** TASK **
The listing is to be reproduced exactly, excluding its pictures.

** DATASET CONTENT **
····················
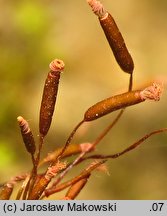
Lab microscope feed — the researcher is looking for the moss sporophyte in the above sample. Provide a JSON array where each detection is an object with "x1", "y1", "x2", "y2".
[{"x1": 0, "y1": 0, "x2": 166, "y2": 200}]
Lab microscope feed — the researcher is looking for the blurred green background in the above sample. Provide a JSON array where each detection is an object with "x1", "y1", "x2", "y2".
[{"x1": 0, "y1": 0, "x2": 167, "y2": 199}]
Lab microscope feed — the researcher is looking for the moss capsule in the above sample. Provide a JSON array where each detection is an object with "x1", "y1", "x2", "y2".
[
  {"x1": 87, "y1": 0, "x2": 134, "y2": 73},
  {"x1": 63, "y1": 175, "x2": 90, "y2": 200},
  {"x1": 39, "y1": 59, "x2": 65, "y2": 137},
  {"x1": 17, "y1": 116, "x2": 36, "y2": 155},
  {"x1": 84, "y1": 83, "x2": 162, "y2": 121}
]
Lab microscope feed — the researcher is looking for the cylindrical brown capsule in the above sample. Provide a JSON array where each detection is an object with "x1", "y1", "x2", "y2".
[
  {"x1": 0, "y1": 174, "x2": 26, "y2": 200},
  {"x1": 63, "y1": 175, "x2": 90, "y2": 200},
  {"x1": 39, "y1": 59, "x2": 65, "y2": 137},
  {"x1": 28, "y1": 162, "x2": 66, "y2": 199},
  {"x1": 45, "y1": 160, "x2": 106, "y2": 197},
  {"x1": 84, "y1": 83, "x2": 162, "y2": 121},
  {"x1": 17, "y1": 116, "x2": 36, "y2": 155},
  {"x1": 39, "y1": 143, "x2": 94, "y2": 166},
  {"x1": 0, "y1": 184, "x2": 13, "y2": 200},
  {"x1": 87, "y1": 0, "x2": 134, "y2": 74}
]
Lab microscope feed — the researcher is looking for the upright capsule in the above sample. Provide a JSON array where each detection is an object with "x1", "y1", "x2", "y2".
[
  {"x1": 87, "y1": 0, "x2": 134, "y2": 74},
  {"x1": 17, "y1": 116, "x2": 36, "y2": 155},
  {"x1": 39, "y1": 59, "x2": 65, "y2": 138}
]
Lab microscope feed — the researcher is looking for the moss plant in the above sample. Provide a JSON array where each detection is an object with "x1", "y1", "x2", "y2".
[{"x1": 0, "y1": 0, "x2": 166, "y2": 200}]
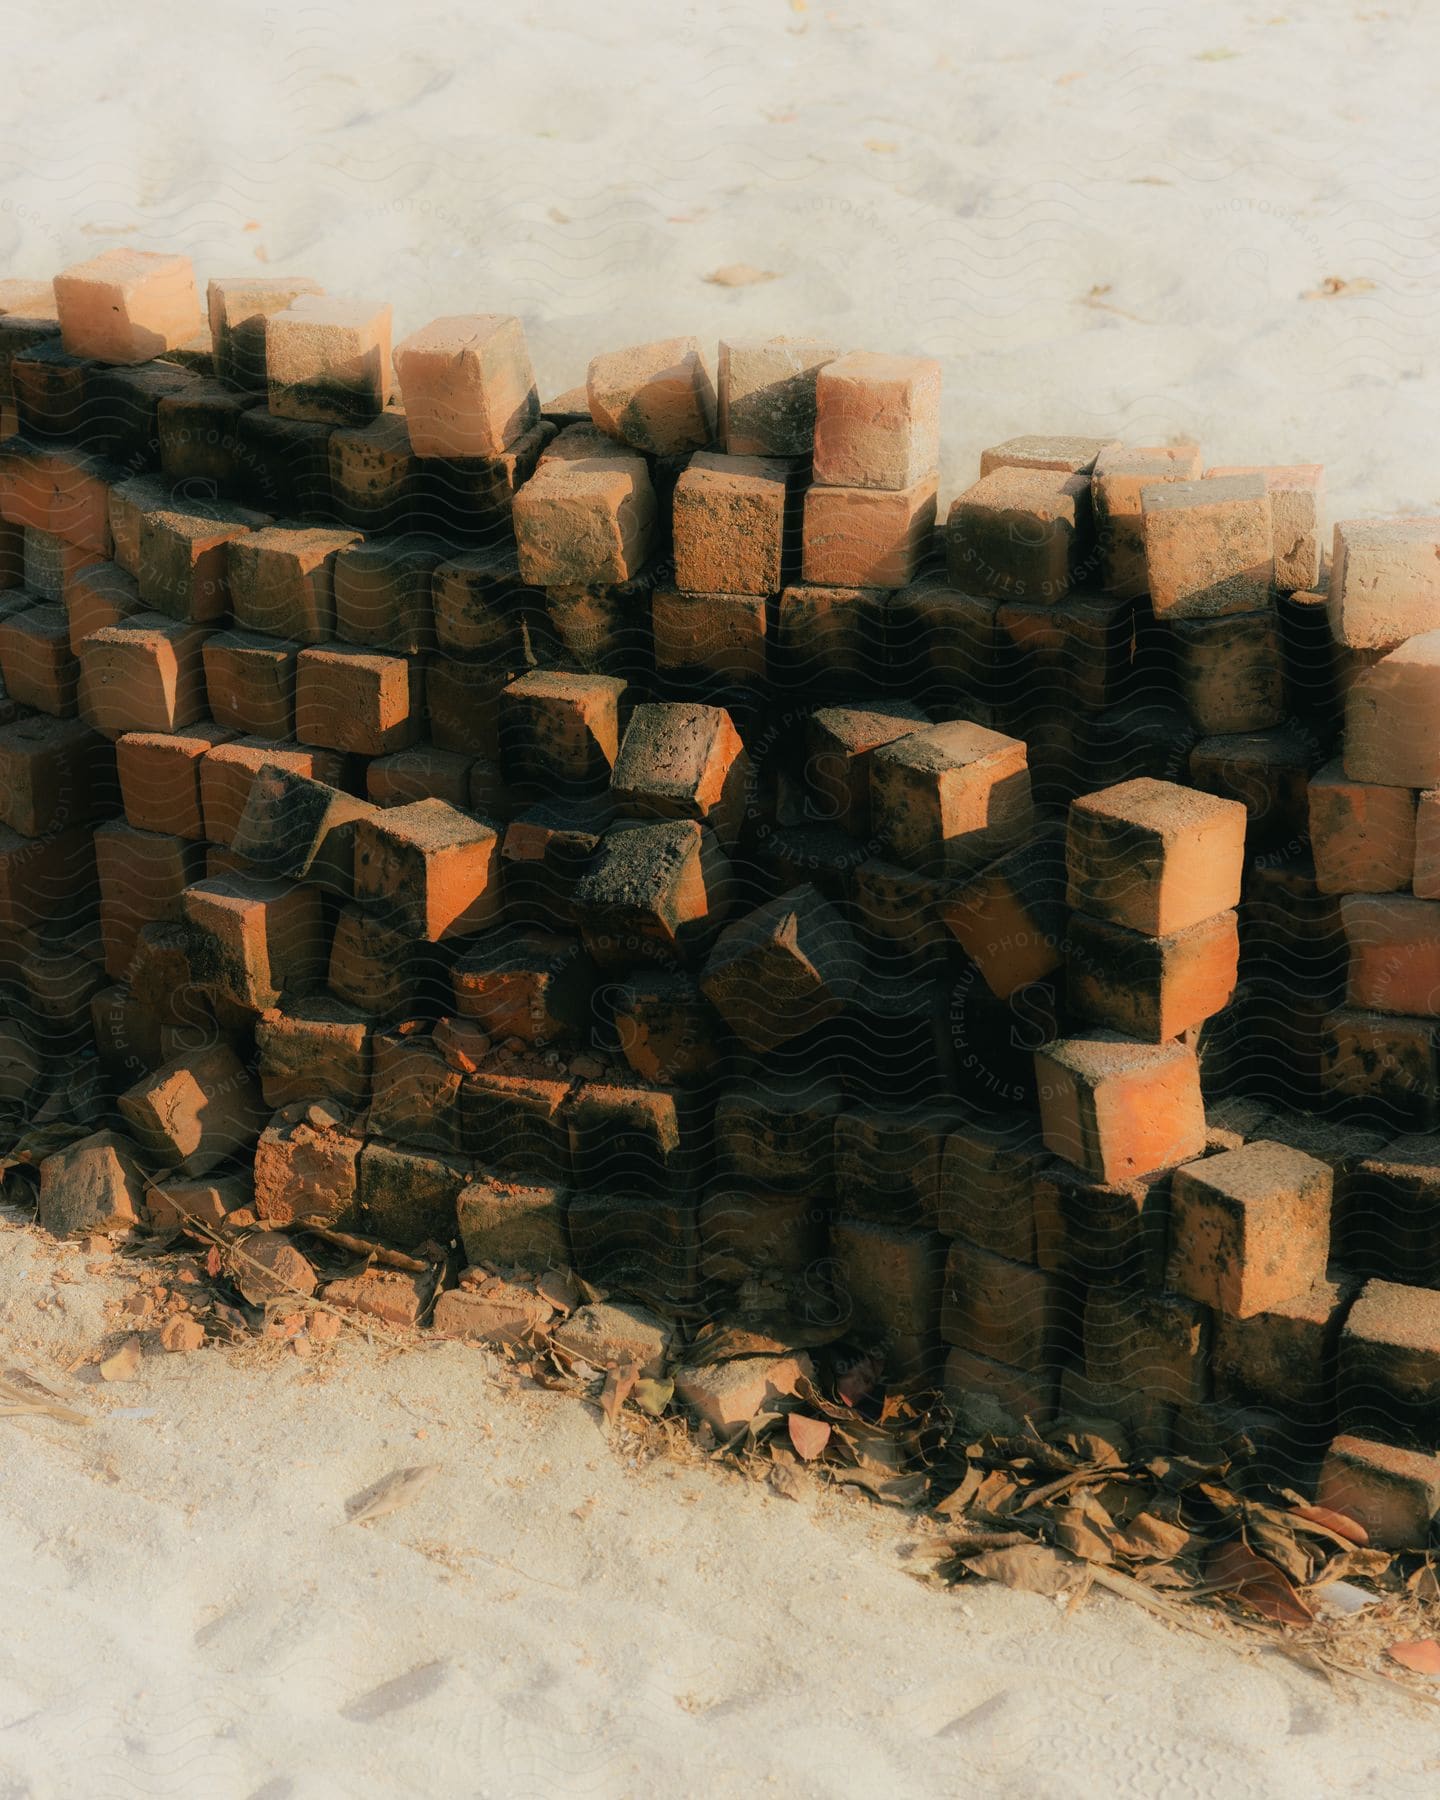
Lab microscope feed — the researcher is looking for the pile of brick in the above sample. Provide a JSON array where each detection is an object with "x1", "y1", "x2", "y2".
[{"x1": 1, "y1": 249, "x2": 1438, "y2": 1551}]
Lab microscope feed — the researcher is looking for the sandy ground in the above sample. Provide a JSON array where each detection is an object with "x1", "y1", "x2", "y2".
[
  {"x1": 3, "y1": 1209, "x2": 1439, "y2": 1800},
  {"x1": 4, "y1": 2, "x2": 1440, "y2": 1793}
]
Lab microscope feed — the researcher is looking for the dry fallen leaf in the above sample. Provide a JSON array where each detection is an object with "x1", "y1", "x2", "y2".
[
  {"x1": 631, "y1": 1376, "x2": 673, "y2": 1418},
  {"x1": 1301, "y1": 275, "x2": 1377, "y2": 301},
  {"x1": 346, "y1": 1464, "x2": 439, "y2": 1525},
  {"x1": 963, "y1": 1543, "x2": 1091, "y2": 1598},
  {"x1": 99, "y1": 1337, "x2": 142, "y2": 1383},
  {"x1": 1387, "y1": 1640, "x2": 1440, "y2": 1676},
  {"x1": 1208, "y1": 1541, "x2": 1314, "y2": 1625},
  {"x1": 0, "y1": 1375, "x2": 89, "y2": 1426},
  {"x1": 787, "y1": 1414, "x2": 831, "y2": 1461},
  {"x1": 1290, "y1": 1503, "x2": 1367, "y2": 1544},
  {"x1": 702, "y1": 264, "x2": 779, "y2": 288}
]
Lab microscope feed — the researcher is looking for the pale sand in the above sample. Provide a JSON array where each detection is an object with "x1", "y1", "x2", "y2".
····················
** SOLUTION TO THE PROBLEM **
Lab microscope feed — the researcher is looking for the moss sporophyte in the above sample. Provide a JSON array where each detection is an object with "x1", "y1", "x2", "y2".
[{"x1": 0, "y1": 0, "x2": 166, "y2": 200}]
Lab microscope feed — the researcher is looking for the blurred green background in the above sample. Provide a JSON array where each detection is an object with "x1", "y1", "x2", "y2".
[{"x1": 0, "y1": 0, "x2": 167, "y2": 199}]
Lab microscope feed — the researcher is looking for the moss capsule in the above sample. Provide a JSON array where each detection is an object with "x1", "y1", "x2", "y2".
[
  {"x1": 87, "y1": 0, "x2": 134, "y2": 73},
  {"x1": 63, "y1": 175, "x2": 90, "y2": 200},
  {"x1": 39, "y1": 59, "x2": 65, "y2": 137},
  {"x1": 17, "y1": 116, "x2": 36, "y2": 155},
  {"x1": 84, "y1": 83, "x2": 162, "y2": 121}
]
Lab microscope feed — the researcher is looking for the cylindrical brown capsule in the above sample. Provide a JSON array where each detection is an object with "x1", "y1", "x2", "y2".
[
  {"x1": 0, "y1": 174, "x2": 26, "y2": 200},
  {"x1": 63, "y1": 175, "x2": 90, "y2": 200},
  {"x1": 39, "y1": 59, "x2": 65, "y2": 137},
  {"x1": 28, "y1": 162, "x2": 66, "y2": 199},
  {"x1": 45, "y1": 160, "x2": 106, "y2": 197},
  {"x1": 84, "y1": 83, "x2": 162, "y2": 121},
  {"x1": 17, "y1": 116, "x2": 36, "y2": 155},
  {"x1": 39, "y1": 143, "x2": 94, "y2": 166},
  {"x1": 0, "y1": 184, "x2": 13, "y2": 200},
  {"x1": 87, "y1": 0, "x2": 134, "y2": 74}
]
Lab microscope feed — the researcher is looking for the upright capsule in the above sample. Provide a JSON array where each detection is an object with "x1", "y1", "x2", "y2".
[
  {"x1": 87, "y1": 0, "x2": 134, "y2": 74},
  {"x1": 17, "y1": 116, "x2": 36, "y2": 155},
  {"x1": 39, "y1": 59, "x2": 65, "y2": 138}
]
Lab microscope feed — the researcher is looking for the moss plant in the above sample. Provide a JSON array where each detection is an object with "x1", "y1", "x2", "y2".
[{"x1": 0, "y1": 0, "x2": 166, "y2": 200}]
Lab microscope feed — the researcher is looking for the pile of brick in the above sample. Provide a JSON array where each detection is an object with "x1", "y1", "x2", "y2".
[{"x1": 1, "y1": 249, "x2": 1438, "y2": 1551}]
Lab microscope feed — the researcher is looking for the sandy ground in the above sample. Provide a JSON array where each detection is an object with "x1", "y1", "x2", "y2".
[
  {"x1": 3, "y1": 1209, "x2": 1439, "y2": 1800},
  {"x1": 4, "y1": 2, "x2": 1440, "y2": 1793}
]
Lab microscope feed — the researcher is looking for the dry fallen leaf in the above sample. Provide a JSON array where each detection is an object with "x1", "y1", "x2", "y2".
[
  {"x1": 631, "y1": 1376, "x2": 673, "y2": 1418},
  {"x1": 1301, "y1": 275, "x2": 1377, "y2": 301},
  {"x1": 346, "y1": 1464, "x2": 439, "y2": 1525},
  {"x1": 963, "y1": 1543, "x2": 1091, "y2": 1598},
  {"x1": 99, "y1": 1337, "x2": 142, "y2": 1383},
  {"x1": 1387, "y1": 1640, "x2": 1440, "y2": 1676},
  {"x1": 1208, "y1": 1541, "x2": 1314, "y2": 1625},
  {"x1": 0, "y1": 1375, "x2": 89, "y2": 1426},
  {"x1": 787, "y1": 1414, "x2": 831, "y2": 1461},
  {"x1": 1290, "y1": 1503, "x2": 1367, "y2": 1544},
  {"x1": 702, "y1": 264, "x2": 779, "y2": 288}
]
Lab microscope feed — the researcher is looking for the pale sand in the above sample. Provide a JSON array where each detection is an object with "x1", "y1", "x2", "y2".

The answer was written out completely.